• **Task instructions**: Please rewrite everything from the row containing "Identify each single-story house." down to the last of the rows, keeping each row's wording intact and increasing every bounding-box coordinate by 124.

• **Records provided**:
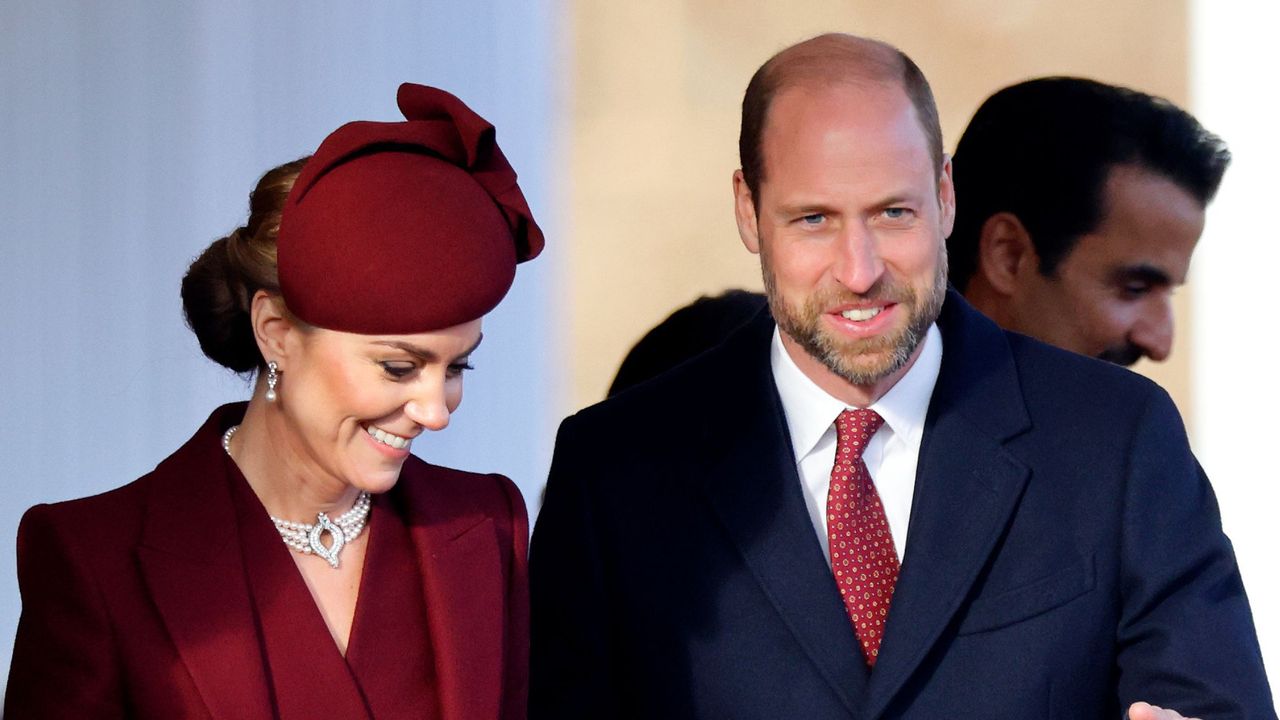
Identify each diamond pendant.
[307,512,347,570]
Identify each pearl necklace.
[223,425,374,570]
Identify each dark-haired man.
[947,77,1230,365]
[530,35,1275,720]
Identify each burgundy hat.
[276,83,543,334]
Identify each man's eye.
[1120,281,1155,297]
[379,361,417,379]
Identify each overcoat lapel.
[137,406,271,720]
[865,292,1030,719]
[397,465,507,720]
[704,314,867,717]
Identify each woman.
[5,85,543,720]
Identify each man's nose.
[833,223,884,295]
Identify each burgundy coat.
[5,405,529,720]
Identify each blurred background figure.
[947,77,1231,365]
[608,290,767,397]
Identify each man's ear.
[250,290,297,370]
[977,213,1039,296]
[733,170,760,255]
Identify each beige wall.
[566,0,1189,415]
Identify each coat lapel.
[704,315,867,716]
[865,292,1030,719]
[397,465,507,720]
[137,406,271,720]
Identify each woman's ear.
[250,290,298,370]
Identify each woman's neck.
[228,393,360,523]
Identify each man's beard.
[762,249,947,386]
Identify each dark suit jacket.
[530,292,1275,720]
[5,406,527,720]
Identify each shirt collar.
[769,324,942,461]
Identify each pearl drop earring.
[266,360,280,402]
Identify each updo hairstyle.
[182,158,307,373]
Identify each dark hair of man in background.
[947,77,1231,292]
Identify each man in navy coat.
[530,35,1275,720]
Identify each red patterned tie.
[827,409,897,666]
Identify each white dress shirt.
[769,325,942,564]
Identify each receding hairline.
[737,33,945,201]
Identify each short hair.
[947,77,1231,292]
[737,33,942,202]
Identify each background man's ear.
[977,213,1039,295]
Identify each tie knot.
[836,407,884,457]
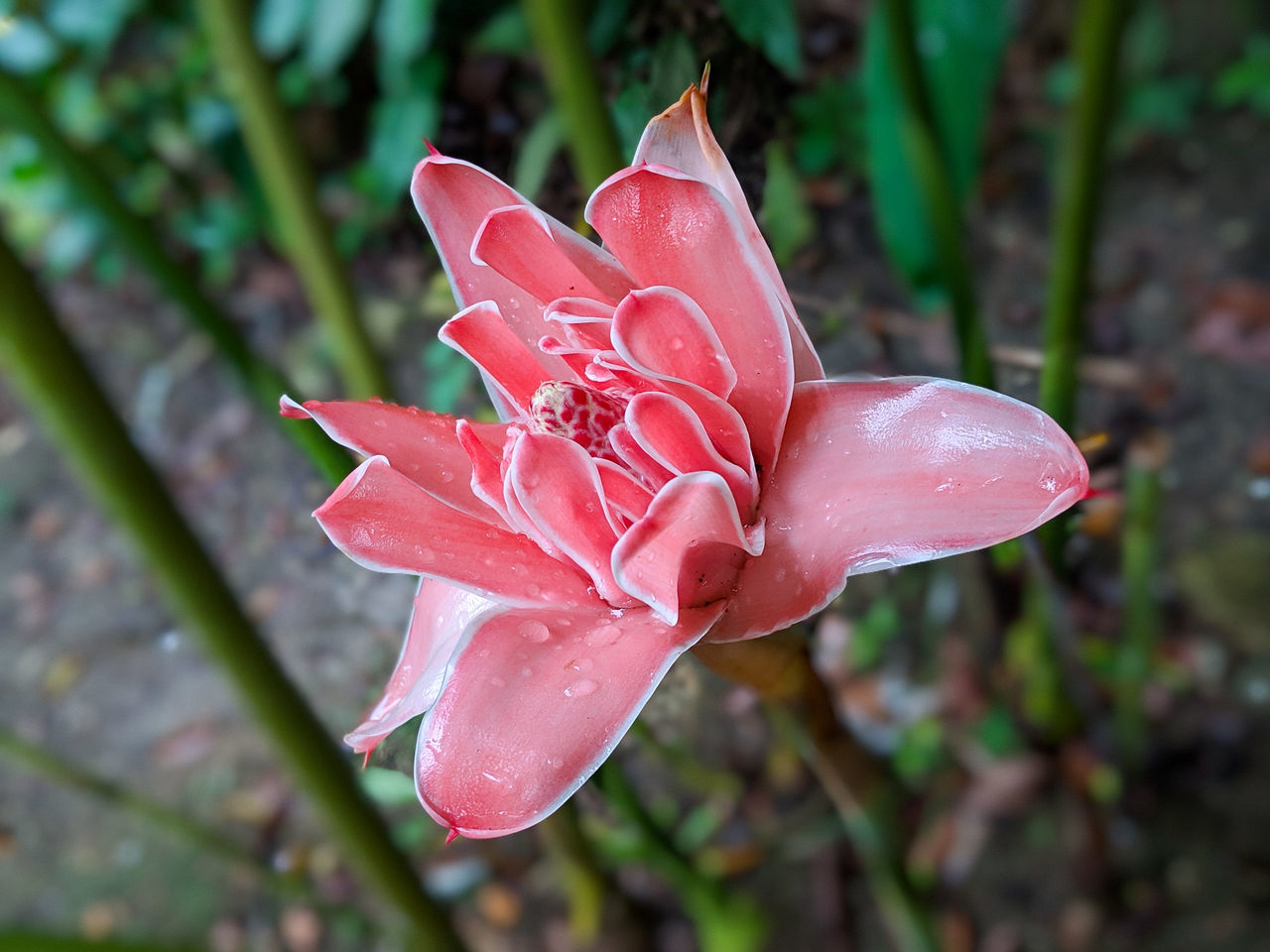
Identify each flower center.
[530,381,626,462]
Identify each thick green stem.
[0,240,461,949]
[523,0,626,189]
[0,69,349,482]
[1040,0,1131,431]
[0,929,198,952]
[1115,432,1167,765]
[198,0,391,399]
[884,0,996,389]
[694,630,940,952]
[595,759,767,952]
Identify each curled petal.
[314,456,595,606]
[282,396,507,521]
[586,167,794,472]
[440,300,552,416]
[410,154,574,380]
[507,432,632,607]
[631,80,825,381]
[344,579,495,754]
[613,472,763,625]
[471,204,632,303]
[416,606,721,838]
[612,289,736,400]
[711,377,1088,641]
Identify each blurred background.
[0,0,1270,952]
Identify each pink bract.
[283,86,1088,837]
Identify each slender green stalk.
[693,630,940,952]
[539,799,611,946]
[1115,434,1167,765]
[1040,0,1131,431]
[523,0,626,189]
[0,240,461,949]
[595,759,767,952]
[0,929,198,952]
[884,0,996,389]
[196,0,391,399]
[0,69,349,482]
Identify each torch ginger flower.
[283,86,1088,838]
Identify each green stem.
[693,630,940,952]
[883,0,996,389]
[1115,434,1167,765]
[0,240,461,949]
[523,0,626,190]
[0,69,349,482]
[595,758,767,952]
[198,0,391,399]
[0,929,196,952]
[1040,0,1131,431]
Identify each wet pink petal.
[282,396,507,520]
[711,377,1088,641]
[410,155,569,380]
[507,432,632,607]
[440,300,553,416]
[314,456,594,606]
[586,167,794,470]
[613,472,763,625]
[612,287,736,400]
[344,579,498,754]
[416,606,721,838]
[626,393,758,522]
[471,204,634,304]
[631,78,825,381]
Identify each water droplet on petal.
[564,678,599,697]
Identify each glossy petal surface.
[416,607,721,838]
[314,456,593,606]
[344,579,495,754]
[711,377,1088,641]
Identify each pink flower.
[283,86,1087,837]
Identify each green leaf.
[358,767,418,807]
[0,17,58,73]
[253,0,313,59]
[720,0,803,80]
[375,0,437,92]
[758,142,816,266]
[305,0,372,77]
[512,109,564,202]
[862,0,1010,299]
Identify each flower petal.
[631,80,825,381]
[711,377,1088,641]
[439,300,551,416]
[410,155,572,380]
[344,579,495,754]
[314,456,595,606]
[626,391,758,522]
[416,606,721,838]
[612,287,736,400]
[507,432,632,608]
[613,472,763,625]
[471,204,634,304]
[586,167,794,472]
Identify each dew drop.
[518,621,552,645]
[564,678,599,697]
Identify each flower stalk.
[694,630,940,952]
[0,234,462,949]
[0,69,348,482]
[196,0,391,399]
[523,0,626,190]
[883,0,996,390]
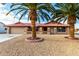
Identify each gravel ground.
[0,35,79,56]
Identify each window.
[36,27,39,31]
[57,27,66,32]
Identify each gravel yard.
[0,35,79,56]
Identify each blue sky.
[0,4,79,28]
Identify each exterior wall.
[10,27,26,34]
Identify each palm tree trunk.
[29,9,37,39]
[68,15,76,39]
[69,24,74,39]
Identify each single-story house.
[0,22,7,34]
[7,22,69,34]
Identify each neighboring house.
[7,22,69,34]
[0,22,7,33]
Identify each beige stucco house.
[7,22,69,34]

• **Written response**:
Identify each single-story house.
[124,146,131,158]
[131,146,193,158]
Identify each neighboring house.
[131,146,193,158]
[124,146,131,157]
Identify each beige stucco house.
[131,146,193,158]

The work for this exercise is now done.